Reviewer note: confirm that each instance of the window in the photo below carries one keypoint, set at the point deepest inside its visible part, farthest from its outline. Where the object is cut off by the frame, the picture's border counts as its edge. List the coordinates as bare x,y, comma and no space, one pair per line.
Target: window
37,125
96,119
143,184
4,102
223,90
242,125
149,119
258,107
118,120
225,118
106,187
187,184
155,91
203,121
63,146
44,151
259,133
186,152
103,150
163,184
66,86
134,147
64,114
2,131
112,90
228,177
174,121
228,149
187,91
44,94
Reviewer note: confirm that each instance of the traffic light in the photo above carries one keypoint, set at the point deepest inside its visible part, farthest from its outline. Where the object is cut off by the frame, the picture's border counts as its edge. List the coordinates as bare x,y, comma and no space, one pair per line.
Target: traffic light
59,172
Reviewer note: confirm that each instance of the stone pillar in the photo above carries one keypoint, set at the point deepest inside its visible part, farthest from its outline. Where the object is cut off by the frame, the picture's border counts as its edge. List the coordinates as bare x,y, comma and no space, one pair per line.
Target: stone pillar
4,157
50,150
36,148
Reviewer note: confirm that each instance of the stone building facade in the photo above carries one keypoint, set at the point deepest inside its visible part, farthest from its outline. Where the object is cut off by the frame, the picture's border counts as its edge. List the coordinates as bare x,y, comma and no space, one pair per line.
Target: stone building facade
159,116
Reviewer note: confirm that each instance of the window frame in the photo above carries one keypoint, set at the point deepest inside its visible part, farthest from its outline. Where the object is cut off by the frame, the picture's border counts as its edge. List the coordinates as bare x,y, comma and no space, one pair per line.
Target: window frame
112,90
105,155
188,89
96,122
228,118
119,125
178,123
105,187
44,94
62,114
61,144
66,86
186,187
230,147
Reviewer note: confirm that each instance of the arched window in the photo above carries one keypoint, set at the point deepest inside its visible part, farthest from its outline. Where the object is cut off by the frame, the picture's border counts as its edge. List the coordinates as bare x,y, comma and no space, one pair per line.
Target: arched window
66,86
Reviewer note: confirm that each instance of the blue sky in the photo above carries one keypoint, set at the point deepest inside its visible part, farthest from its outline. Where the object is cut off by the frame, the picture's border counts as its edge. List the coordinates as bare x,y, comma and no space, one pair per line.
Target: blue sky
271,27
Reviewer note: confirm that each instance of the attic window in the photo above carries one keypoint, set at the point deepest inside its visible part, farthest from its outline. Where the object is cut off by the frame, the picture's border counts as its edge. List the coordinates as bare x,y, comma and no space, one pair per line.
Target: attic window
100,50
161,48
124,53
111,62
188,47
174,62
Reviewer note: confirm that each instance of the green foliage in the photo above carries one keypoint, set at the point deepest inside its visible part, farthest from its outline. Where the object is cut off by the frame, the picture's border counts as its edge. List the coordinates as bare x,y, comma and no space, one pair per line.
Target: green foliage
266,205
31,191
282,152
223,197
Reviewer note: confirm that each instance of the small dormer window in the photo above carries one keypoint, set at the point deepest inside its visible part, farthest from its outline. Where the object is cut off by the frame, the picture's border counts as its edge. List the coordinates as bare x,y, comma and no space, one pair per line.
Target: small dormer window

#### Problem:
Only an exact copy of the entries above will do.

#### Exercise response:
Reviewer note: confirm that each instance of the window in the photo below carries one keypoint, set at the point deepest inside its visible part, farthest from its outline. Where the object is cut off by the frame, the picture's border counts as its edge. List the coordinates as bare x,y, comma and no space, one pair per line.
Target: window
37,125
96,119
143,184
4,102
223,90
242,125
149,119
258,107
118,120
225,118
106,187
187,184
155,91
203,121
63,146
44,151
259,133
186,152
103,150
163,184
66,86
134,147
64,114
2,131
112,90
228,177
174,121
228,149
187,91
44,94
Reviewer note: confirm that each instance of the traffic light in the photo above carries one keypoint, set at the point deepest inside its visible part, farthest from its outline. Where the object is cut off by the frame, the picture's border counts as its edge. List the coordinates as bare x,y, comma and no space, one pair per line.
Target: traffic light
59,172
Reviewer note: confirm that each instance of the stone pillar in the photo above carries one keypoint, set at the point deepest inside its visible part, farthest from its outline. Where the object is cut off by the frame, the picture's border counts as its edge. List the coordinates as bare x,y, comma and no space, one pair per line.
Target: stone pillar
4,157
50,150
36,148
Reviewer note: confirm that each instance of the stone building facade in the photo above carries one keypoint, set at the point deepest inside its visible part, farthest from its outline. Where the object is cut off by the frame, the picture's border counts as its edge. List the coordinates as bare x,y, comma and no space, one pair per line.
Target: stone building facade
159,116
Reviewer note: confirm that each instance of the window frame in the photo above carries one keypoint, set at the point deepest inside its visible part, farthest from its outline. Where the object is cut off by the frame, the picture's border counts as its edge. List the coordinates as bare x,y, comma and no space, one pair per line.
Target: window frame
112,90
105,155
188,89
96,122
228,118
119,125
178,123
105,187
44,94
62,114
61,144
66,86
186,187
230,147
Reviewer note: confirm that each instance of the arched window in the photo above carries one keypoint, set at the point deepest inside its visible part, farthest from its outline. Where the object is cut off by the frame, the picture's border counts as its edge. List the coordinates as bare x,y, comma and no space, one pair per line.
Target: arched window
66,86
Reviewer note: confirm that each instance of the blue sky in the photo above carries one keypoint, set at the point deepest inside its visible part, farthest from its outline. Where the object is cut off by the frame, the picture's border counts as its edge. List the coordinates as bare x,y, comma and no space, one pair per line.
Target: blue sky
271,27
Reviewer note: confirm that each instance of the attic window in the photo above carries one keypoint, set at the point deepest inside its visible part, farthest from its outline. Where the object is cut off by the frame, the picture's border counts as its edge. List the coordinates as bare x,y, comma and no space, one pair per line.
Target: attic window
100,50
161,48
124,53
111,62
188,47
174,62
Reviewer note: confirm that each instance of the green foliage in the photo above carries one keypoint, set at the point deepest inside its visible part, farthest from its outline. Where the object is cut off by the frame, the picture's border counts as its edge. List the coordinates as bare x,y, comma and no space, one pair per line.
Target: green foliage
266,205
31,191
282,152
223,197
Reviewer note: confirm that each instance of the small dormer window in the photo above carries one keypoint, set at the point deepest inside its visible part, farthest from its outline. Where the object is cut off by the frame, the picture's border counts as its edge. List the coordinates as bare x,y, comma and no space, one pair per line.
Target: small dormer window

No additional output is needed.